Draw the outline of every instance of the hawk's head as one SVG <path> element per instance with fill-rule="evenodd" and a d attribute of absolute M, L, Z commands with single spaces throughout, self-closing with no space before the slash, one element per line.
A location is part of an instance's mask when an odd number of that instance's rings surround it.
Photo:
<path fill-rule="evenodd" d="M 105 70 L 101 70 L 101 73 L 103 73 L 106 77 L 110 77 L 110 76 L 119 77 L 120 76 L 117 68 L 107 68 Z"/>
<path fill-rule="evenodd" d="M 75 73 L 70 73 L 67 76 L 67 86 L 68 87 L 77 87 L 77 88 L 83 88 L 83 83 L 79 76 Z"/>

◆ **EXERCISE DIRECTIONS**
The entries above must be returned in full, exactly as shown.

◆ **TASK ANSWER**
Draw the outline of every instance of the hawk's head as one SVG <path> element per instance with fill-rule="evenodd" and a d attribute of absolute M, L, Z commands with single spaces throughout, self-closing with no space before the slash, one element per line.
A location is part of an instance's mask when an odd number of that instance's rings surround it.
Photo:
<path fill-rule="evenodd" d="M 105 70 L 101 70 L 101 73 L 103 73 L 106 77 L 110 77 L 110 76 L 119 77 L 120 76 L 117 68 L 107 68 Z"/>
<path fill-rule="evenodd" d="M 75 73 L 70 73 L 67 76 L 67 86 L 68 87 L 77 87 L 77 88 L 83 88 L 83 83 L 79 76 Z"/>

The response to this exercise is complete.